▸ EXERCISE OBJECTIVE
Please return each of the entries that follow, unchanged in every word.

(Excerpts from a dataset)

┌──

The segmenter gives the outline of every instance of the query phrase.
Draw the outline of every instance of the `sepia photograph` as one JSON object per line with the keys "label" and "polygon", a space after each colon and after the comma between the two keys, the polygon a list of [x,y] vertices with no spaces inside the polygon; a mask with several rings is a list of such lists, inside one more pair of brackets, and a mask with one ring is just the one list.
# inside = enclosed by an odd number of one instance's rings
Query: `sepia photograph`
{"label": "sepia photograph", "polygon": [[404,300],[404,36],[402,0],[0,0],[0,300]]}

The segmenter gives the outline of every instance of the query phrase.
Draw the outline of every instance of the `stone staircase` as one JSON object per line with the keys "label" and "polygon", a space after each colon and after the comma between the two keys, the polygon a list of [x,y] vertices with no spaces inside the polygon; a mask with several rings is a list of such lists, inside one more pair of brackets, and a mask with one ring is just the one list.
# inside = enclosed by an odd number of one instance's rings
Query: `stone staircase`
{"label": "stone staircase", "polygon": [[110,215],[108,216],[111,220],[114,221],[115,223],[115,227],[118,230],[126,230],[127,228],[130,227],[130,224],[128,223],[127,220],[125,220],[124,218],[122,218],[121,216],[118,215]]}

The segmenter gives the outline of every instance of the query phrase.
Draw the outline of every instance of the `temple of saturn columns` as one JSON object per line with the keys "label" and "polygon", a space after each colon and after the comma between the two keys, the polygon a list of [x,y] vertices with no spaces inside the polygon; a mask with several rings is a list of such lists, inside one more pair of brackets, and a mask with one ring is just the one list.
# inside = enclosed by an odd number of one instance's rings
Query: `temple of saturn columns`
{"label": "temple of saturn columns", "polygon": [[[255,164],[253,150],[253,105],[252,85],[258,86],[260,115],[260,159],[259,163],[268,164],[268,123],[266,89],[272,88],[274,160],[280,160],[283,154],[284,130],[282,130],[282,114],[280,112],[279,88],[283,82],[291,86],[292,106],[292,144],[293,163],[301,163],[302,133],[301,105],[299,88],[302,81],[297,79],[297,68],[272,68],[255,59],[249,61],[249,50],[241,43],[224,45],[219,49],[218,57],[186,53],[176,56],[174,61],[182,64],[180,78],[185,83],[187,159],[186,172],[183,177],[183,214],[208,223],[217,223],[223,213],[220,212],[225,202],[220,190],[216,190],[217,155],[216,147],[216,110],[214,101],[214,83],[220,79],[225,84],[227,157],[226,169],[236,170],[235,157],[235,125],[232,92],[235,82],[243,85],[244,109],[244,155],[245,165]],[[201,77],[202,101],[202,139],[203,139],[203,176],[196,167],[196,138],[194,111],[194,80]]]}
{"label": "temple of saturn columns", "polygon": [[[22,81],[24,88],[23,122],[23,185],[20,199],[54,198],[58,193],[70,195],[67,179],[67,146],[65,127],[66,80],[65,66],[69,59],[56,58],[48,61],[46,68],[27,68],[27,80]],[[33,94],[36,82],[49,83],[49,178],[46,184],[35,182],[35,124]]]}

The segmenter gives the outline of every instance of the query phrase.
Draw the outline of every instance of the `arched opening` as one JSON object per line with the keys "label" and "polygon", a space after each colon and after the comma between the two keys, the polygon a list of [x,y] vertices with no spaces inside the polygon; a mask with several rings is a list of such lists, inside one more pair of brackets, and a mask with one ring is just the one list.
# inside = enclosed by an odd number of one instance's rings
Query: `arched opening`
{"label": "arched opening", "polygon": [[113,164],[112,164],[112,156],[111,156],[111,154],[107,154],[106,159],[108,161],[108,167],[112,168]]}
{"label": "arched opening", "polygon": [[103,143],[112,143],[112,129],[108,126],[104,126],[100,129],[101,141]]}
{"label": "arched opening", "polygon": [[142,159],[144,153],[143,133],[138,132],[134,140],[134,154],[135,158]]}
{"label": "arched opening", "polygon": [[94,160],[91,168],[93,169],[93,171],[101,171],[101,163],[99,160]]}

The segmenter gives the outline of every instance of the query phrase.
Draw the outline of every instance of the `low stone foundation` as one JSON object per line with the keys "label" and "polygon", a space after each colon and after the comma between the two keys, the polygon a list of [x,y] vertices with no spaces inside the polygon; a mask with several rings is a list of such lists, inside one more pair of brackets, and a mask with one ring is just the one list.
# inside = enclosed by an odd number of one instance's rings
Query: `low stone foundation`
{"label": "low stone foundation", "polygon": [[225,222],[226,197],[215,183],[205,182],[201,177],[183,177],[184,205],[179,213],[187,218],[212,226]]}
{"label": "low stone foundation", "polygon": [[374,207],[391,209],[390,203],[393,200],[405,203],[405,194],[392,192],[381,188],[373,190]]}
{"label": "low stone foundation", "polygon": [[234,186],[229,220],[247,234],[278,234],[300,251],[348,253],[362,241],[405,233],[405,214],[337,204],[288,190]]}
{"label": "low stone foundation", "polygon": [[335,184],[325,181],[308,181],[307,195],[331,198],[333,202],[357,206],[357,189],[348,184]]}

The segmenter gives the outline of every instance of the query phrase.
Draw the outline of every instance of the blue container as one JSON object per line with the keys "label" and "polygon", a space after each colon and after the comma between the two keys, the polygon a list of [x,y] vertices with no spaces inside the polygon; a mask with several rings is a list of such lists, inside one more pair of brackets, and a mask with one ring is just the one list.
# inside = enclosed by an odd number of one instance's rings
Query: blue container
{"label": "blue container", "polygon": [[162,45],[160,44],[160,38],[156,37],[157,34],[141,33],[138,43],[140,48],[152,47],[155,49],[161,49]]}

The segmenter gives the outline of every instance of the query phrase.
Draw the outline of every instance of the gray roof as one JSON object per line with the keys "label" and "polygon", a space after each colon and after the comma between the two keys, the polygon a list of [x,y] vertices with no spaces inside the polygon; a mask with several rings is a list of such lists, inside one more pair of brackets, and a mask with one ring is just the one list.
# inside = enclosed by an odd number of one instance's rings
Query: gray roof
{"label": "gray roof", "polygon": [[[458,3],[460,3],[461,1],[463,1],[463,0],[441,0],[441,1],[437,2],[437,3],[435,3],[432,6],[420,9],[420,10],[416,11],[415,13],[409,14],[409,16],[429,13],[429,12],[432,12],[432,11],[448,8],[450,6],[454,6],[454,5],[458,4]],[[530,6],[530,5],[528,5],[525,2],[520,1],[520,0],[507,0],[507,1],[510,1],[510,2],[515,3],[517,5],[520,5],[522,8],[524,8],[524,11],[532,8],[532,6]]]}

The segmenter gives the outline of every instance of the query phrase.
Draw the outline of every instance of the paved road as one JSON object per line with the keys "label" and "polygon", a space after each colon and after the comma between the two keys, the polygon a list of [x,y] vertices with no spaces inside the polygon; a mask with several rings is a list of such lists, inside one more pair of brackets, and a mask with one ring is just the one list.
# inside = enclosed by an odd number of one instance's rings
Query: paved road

└──

▸ ANSWER TO THIS EXERCISE
The segmenter gives the outline of every instance of the query phrase.
Draw the outline of every instance of the `sepia photograph` as one JSON object per line with the keys "label" and "polygon", a space after each colon and after the comma between the two keys, the polygon a list of [x,y] vertices with no spaces inside the polygon; a mask with several rings is a list of such lists, inside one more pair of brackets, and a mask with one ring is just the one list.
# inside = enclosed by an odd number of one instance's rings
Query: `sepia photograph`
{"label": "sepia photograph", "polygon": [[404,300],[404,36],[402,0],[0,0],[0,300]]}

The segmenter gives the outline of every instance of the query phrase.
Draw the outline of every instance of the `stone staircase` as one JSON object per line with the keys "label" and "polygon", a space after each colon and after the comma between the two keys, the polygon a list of [x,y] vertices with no spaces inside the polygon; a mask with several rings is a list of such lists, inside one more pair of brackets, and a mask with one ring is just the one list.
# inside = enclosed by an odd number of one instance's rings
Query: `stone staircase`
{"label": "stone staircase", "polygon": [[110,215],[108,216],[111,220],[114,221],[115,223],[115,227],[118,230],[126,230],[127,228],[130,227],[130,224],[128,223],[127,220],[125,220],[124,218],[122,218],[121,216],[118,215]]}

The segmenter gives the outline of every instance of the query phrase.
Draw the outline of every instance of the `temple of saturn columns` as one JSON object per line with the keys "label" and "polygon", a space after each colon and after the comma between the two keys, the polygon a list of [x,y] vertices with no spaces inside the polygon; a mask with several rings is a list of such lists, inside one more pair of brackets, and a mask with one ring is just the one list.
# inside = enclosed by an odd number of one instance's rings
Query: `temple of saturn columns`
{"label": "temple of saturn columns", "polygon": [[[255,164],[253,150],[253,105],[252,85],[258,86],[260,115],[260,159],[259,163],[268,164],[268,123],[266,89],[272,88],[274,160],[280,160],[283,154],[284,130],[282,130],[282,114],[280,112],[279,88],[283,82],[291,86],[292,106],[292,144],[293,163],[301,163],[302,133],[301,105],[299,88],[302,81],[297,79],[297,68],[272,68],[255,59],[249,61],[249,50],[241,43],[224,45],[219,49],[218,57],[186,53],[176,56],[174,61],[182,64],[180,78],[185,83],[187,159],[186,172],[183,177],[183,214],[208,223],[217,223],[223,213],[220,212],[225,202],[220,190],[216,190],[217,155],[216,147],[216,110],[214,101],[214,83],[220,79],[225,84],[227,157],[226,169],[236,170],[235,157],[235,125],[232,92],[235,82],[243,85],[244,109],[244,155],[245,165]],[[201,77],[202,101],[202,139],[203,139],[203,176],[196,167],[196,138],[194,111],[194,80]]]}
{"label": "temple of saturn columns", "polygon": [[[22,81],[24,88],[23,122],[23,185],[20,199],[54,198],[58,193],[70,195],[67,179],[67,146],[65,127],[66,80],[65,66],[69,59],[56,58],[48,61],[46,68],[27,68],[27,80]],[[33,94],[36,82],[49,83],[49,178],[46,184],[35,182],[35,124]]]}

The segmenter gives the outline of every instance of the query phrase.
Draw the outline of every instance of the `arched opening` as one JSON object per line with the keys "label" and "polygon", a space after each colon and after the comma between the two keys, the polygon a list of [x,y] vertices with no spaces inside the polygon; a mask with several rings is a list of such lists, inside one more pair of brackets, and a mask with one ring is just the one list.
# inside = enclosed by an odd number of one instance's rings
Query: `arched opening`
{"label": "arched opening", "polygon": [[113,164],[112,164],[112,156],[111,156],[111,154],[107,154],[106,159],[108,161],[108,167],[112,168]]}
{"label": "arched opening", "polygon": [[103,143],[112,143],[112,129],[108,126],[104,126],[100,129],[101,141]]}
{"label": "arched opening", "polygon": [[142,159],[144,153],[143,133],[138,132],[134,140],[134,154],[135,158]]}
{"label": "arched opening", "polygon": [[94,160],[91,168],[93,169],[93,171],[101,171],[101,163],[99,160]]}

The segmenter gives the outline of every instance of the query phrase.
Draw the outline of every instance of the `low stone foundation` as one JSON object per line with the keys "label" and "polygon", a space after each colon and after the comma between the two keys, the polygon a list of [x,y] vertices with no spaces inside the polygon; a mask with several rings is a list of such lists, inside one more pair of brackets, and a mask with one ring is just the one list.
# inside = enclosed by an odd number of one instance's rings
Query: `low stone foundation`
{"label": "low stone foundation", "polygon": [[225,222],[226,197],[215,183],[205,182],[201,177],[183,177],[184,205],[179,213],[187,218],[212,226]]}
{"label": "low stone foundation", "polygon": [[374,207],[391,209],[390,203],[393,200],[405,203],[405,194],[392,192],[381,188],[373,190]]}
{"label": "low stone foundation", "polygon": [[234,186],[229,220],[247,234],[278,234],[300,251],[348,253],[362,241],[405,233],[405,214],[337,204],[288,190]]}
{"label": "low stone foundation", "polygon": [[335,184],[325,181],[308,181],[307,195],[331,198],[333,202],[357,206],[357,189],[348,184]]}

The segmenter gives the outline of every instance of the query phrase.
Draw the outline of every instance of the blue container as one JSON object per line with the keys "label" and "polygon", a space after each colon and after the comma between the two keys, the polygon a list of [x,y] vertices with no spaces inside the polygon; a mask with several rings is a list of such lists, inside one more pair of brackets, and a mask with one ring is just the one list.
# inside = enclosed by an odd number of one instance's rings
Query: blue container
{"label": "blue container", "polygon": [[162,45],[160,44],[160,38],[156,37],[157,34],[141,33],[138,43],[140,48],[152,47],[155,49],[161,49]]}

The segmenter gives the outline of every instance of the query phrase.
Draw the outline of every instance of the gray roof as one JSON object per line with the keys "label" and "polygon", a space after each colon and after the comma between the two keys, the polygon a list of [x,y] vertices with no spaces inside the polygon; a mask with several rings is a list of such lists, inside one more pair of brackets, and a mask with one ring is just the one list.
# inside = enclosed by an odd number of one instance's rings
Query: gray roof
{"label": "gray roof", "polygon": [[[458,3],[460,3],[461,1],[463,1],[463,0],[441,0],[441,1],[437,2],[437,3],[435,3],[432,6],[420,9],[420,10],[416,11],[415,13],[409,14],[409,16],[429,13],[429,12],[432,12],[432,11],[448,8],[450,6],[454,6],[454,5],[458,4]],[[530,6],[530,5],[528,5],[525,2],[520,1],[520,0],[507,0],[507,1],[510,1],[510,2],[515,3],[517,5],[520,5],[522,8],[524,8],[524,11],[532,8],[532,6]]]}

The segmenter gives the outline of every instance of the query phrase.
Draw the outline of every instance of the paved road as one JSON object per line with the keys "label" and "polygon", a space after each colon and after the comma between the two keys, the polygon a list of [x,y] vertices with no spaces inside the polygon; a mask with several rings is a list of such lists, inside one more pair of brackets, and a mask with one ring is just the one list.
# inside = enclosed by an odd number of one instance's rings
Query: paved road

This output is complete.